» WHAT YOU SHOULD DO:
Transcribe every line of the listing below without any deviation.

★ ★ ★ ★ ★

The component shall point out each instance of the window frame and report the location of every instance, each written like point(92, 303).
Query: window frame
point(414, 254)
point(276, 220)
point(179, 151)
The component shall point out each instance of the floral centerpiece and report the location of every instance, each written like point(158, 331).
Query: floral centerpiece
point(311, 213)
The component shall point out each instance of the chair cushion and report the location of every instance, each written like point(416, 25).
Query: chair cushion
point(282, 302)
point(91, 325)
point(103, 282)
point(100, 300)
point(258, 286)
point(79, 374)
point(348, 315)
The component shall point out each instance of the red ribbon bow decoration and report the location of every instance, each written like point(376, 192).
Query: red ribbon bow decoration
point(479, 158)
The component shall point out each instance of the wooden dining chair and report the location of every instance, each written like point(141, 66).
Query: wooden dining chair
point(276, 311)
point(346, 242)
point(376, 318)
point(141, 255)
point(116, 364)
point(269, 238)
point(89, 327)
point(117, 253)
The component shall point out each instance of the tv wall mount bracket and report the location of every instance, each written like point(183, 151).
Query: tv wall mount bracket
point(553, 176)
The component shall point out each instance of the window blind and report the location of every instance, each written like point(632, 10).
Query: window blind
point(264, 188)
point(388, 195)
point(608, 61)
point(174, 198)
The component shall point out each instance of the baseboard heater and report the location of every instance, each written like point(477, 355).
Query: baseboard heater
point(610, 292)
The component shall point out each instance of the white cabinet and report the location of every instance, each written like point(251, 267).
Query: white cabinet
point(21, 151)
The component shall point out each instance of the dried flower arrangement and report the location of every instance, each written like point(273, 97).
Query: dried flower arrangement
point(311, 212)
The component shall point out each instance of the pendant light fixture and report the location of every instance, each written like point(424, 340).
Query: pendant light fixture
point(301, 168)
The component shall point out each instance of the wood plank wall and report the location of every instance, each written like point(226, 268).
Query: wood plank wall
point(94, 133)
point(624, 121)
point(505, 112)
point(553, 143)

★ ★ ★ ★ ★

» THE REPLY:
The component shall point out each instance of the window frame and report the location of every instance, each written like point(92, 303).
Query: window frame
point(414, 254)
point(276, 220)
point(179, 151)
The component shall point out each instance of the floral centerpiece and report the location of every instance, each written like point(158, 331).
Query: floral centerpiece
point(311, 213)
The component shall point out each instance of the chair cushion and report the location of every instance, each written like point(416, 25).
Query: chair cushion
point(282, 302)
point(91, 325)
point(103, 282)
point(100, 300)
point(258, 286)
point(79, 374)
point(348, 315)
The component shall point out each instance of the red ribbon bow decoration and report the location of every instance, each written like point(376, 192).
Query: red ribbon bow decoration
point(479, 158)
The component shall point out each instance of the wooden dining chair and report the location of every instance, each written like point(141, 66).
Query: wooden dining chair
point(276, 311)
point(346, 242)
point(376, 318)
point(141, 255)
point(116, 364)
point(269, 238)
point(89, 327)
point(117, 253)
The component shall point out each instance of the tv wall mount bracket and report the location of every instance, each written like point(183, 151).
Query: tv wall mount bracket
point(553, 176)
The component shall point out each instance of the window blind and report the location of every instance, each written like point(632, 10).
Query: window blind
point(264, 188)
point(388, 195)
point(608, 61)
point(174, 198)
The component shall point out each instance of the baseboard heater and report the location of every instance, each written like point(477, 355).
Query: baseboard heater
point(610, 292)
The component shall point out each instance of the white cabinet and report the location of every instance, each written like point(251, 267).
Query: white cabinet
point(21, 151)
The component shall point out each instance of the dried flower arrangement and report the location of every instance, each written like point(273, 97).
Query: dried flower arrangement
point(311, 212)
The component shall point out each instance of the pendant light fixture and report the location of every instance, each written like point(424, 340).
Query: pendant light fixture
point(301, 168)
The component shall point out each instance of the wood plank wall and report the location of every instance, each written like point(226, 268).
Query: wood plank wall
point(94, 133)
point(624, 121)
point(505, 112)
point(553, 143)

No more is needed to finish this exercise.